■ **PASSAGE**

As noted above, it is frequently more likely that misaligned speech segments will be found together rather than in isolation. In the context of the current example, for instance, segments 1 and 2 of the first cluster are relatively close to segments 5, 6, and 7 of the second cluster, separated as they are by only two intervening speech segments in the ordered sequence of Table 1. Thus, there is at least some probability that the intervening segments are also misaligned, in which event, it may be better for a voice developer to treat all of the first seven speech segments as problematic. These probabilities provide the motivation for illustratively including the combining module 112 in the system 100. The combining module 112 provides a basis for combining the first and second clusters and the at least one intervening consecutive speech segment so as to generate an aggregated cluster if the aggregated cluster satisfies a predetermined combining criterion. When formed, the aggregated cluster replaces the first and second clusters. Thus, by combining clusters, the combining module 112 generates a cluster of clusters.

■ **EXTRACTED MATERIAL**
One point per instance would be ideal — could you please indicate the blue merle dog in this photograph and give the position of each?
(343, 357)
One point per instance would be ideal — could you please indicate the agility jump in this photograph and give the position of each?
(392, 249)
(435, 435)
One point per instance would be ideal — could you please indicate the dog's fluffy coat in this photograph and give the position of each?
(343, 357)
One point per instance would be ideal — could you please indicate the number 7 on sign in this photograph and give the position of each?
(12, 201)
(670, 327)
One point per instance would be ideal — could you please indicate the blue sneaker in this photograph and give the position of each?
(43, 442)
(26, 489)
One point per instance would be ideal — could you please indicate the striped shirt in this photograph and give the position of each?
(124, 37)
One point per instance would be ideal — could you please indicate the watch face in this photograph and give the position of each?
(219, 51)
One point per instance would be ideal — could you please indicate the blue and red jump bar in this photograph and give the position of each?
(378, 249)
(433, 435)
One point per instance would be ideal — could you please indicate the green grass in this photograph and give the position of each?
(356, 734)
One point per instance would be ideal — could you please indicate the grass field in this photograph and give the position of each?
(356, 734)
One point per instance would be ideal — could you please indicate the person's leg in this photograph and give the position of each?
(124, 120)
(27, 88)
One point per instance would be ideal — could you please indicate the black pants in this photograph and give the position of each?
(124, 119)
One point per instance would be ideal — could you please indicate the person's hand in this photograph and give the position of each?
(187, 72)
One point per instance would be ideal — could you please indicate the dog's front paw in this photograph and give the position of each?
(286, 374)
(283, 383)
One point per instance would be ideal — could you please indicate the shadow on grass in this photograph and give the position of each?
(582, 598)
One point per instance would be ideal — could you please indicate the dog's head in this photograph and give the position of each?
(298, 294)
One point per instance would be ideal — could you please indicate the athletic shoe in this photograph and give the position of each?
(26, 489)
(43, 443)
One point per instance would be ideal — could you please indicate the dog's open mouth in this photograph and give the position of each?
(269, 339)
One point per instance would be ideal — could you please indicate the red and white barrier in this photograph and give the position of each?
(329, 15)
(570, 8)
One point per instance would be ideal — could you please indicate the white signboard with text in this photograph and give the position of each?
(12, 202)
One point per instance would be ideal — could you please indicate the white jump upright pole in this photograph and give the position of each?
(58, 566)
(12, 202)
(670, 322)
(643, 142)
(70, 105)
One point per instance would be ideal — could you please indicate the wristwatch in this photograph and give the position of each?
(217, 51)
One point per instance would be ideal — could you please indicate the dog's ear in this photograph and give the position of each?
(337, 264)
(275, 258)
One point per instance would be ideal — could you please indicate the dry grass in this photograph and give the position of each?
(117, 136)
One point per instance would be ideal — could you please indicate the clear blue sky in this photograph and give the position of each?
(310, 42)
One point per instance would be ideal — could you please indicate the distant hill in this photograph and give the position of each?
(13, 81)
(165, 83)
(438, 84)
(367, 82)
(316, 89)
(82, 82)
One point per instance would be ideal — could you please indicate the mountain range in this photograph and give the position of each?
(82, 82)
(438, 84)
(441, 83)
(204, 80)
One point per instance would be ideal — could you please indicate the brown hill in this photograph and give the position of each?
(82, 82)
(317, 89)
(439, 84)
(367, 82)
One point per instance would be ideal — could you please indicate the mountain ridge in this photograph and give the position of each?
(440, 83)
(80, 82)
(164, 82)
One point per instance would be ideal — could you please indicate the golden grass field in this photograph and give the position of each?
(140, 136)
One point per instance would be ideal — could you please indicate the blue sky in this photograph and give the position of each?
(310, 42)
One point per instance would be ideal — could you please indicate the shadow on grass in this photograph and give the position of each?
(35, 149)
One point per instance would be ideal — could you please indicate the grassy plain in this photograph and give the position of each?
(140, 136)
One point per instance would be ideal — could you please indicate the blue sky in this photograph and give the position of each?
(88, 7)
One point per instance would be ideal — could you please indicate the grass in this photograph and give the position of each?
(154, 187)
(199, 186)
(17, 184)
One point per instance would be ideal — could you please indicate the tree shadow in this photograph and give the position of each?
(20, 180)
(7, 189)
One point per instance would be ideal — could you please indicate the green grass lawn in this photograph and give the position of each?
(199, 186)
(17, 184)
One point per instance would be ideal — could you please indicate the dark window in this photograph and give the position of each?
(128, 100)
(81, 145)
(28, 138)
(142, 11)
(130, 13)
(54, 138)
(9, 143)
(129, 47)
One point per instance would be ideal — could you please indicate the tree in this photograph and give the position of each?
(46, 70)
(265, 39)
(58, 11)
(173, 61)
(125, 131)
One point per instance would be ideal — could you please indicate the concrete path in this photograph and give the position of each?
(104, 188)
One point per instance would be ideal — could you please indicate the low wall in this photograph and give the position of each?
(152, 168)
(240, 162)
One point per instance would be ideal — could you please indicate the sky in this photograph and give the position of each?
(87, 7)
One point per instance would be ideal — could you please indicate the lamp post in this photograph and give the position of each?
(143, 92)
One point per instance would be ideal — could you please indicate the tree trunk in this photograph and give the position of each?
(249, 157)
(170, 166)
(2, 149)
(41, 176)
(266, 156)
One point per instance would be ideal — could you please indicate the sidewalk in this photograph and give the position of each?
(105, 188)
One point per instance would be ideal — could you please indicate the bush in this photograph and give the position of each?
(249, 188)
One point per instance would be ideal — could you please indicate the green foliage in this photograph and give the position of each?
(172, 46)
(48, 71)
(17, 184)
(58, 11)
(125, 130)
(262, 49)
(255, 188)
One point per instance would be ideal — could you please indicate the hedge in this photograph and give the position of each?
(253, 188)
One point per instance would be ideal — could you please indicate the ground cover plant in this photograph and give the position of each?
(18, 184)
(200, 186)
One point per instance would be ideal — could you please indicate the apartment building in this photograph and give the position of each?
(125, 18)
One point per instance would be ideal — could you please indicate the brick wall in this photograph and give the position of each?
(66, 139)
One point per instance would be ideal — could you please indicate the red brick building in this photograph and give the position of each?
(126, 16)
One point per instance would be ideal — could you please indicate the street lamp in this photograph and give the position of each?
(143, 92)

■ **INSTRUCTION 1**
In the passage on misaligned speech segments, list the speech segment numbers that it names one by one.
■ **INSTRUCTION 2**
Translate this sentence from the passage on misaligned speech segments into Spanish: "When formed, the aggregated cluster replaces the first and second clusters."

■ **CORRECT RESPONSE 1**
1, 2, 5, 6, 7

■ **CORRECT RESPONSE 2**
Una vez formado, el clúster agregado sustituye al primer y al segundo clúster.